## AIM OF THE EXERCISE:
Rewrite the lines from the start of the listing through the line containing "151), (312, 142)]", inclusive. Swap "vase with white flowers" for "vase holding white flowers" and leave everything else unchanged.

## DATA FOR PROCESSING:
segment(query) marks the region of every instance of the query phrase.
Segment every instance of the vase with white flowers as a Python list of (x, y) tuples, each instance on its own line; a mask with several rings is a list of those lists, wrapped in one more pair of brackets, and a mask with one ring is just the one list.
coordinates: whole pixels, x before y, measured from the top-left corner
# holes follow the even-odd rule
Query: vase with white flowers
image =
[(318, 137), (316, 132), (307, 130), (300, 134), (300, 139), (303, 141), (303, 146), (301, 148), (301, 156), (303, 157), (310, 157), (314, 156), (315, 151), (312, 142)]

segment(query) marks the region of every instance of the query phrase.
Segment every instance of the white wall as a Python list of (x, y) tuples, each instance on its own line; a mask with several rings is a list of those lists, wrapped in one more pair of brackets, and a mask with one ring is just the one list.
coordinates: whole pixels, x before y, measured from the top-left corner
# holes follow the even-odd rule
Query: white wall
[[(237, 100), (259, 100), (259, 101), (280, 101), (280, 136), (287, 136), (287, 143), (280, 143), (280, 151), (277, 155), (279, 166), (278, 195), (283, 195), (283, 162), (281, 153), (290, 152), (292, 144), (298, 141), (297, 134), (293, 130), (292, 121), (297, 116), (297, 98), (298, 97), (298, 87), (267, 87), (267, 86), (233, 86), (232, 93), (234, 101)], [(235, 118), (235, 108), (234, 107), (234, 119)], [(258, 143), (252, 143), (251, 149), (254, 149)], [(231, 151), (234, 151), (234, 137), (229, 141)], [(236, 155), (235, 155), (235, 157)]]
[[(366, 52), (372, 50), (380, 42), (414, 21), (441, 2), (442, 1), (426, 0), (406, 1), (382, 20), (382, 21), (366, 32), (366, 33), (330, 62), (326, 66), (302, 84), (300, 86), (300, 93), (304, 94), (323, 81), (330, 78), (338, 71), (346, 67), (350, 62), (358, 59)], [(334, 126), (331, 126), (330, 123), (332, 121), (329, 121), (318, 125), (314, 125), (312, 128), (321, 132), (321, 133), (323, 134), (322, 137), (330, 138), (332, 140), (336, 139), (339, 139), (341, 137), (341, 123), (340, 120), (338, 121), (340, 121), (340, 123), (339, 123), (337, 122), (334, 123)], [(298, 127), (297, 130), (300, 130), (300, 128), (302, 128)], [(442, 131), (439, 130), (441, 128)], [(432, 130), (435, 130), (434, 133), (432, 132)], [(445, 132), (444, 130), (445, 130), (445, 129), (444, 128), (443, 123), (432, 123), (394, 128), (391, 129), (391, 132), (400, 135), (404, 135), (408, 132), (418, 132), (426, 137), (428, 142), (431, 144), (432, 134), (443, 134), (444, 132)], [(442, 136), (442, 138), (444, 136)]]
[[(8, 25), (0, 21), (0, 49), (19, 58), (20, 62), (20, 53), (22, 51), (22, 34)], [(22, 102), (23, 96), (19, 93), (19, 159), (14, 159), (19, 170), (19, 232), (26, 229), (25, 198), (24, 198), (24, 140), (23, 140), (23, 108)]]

## RESULT:
segment(query) marks the region of every instance of the query phrase.
Segment every instance of the vase holding white flowers as a Python list of (x, y) tuples, each instance on its own line; a mask with several rings is a list of those lists, wrapped in one more pair of brackets, and a mask with one ring is just the one list.
coordinates: whole pixels, x before y, measured from the top-left corner
# holes follow the even-odd rule
Query: vase holding white flowers
image =
[(318, 137), (316, 132), (307, 130), (300, 134), (300, 139), (303, 141), (303, 146), (301, 148), (301, 156), (303, 157), (310, 157), (314, 156), (315, 151), (312, 142)]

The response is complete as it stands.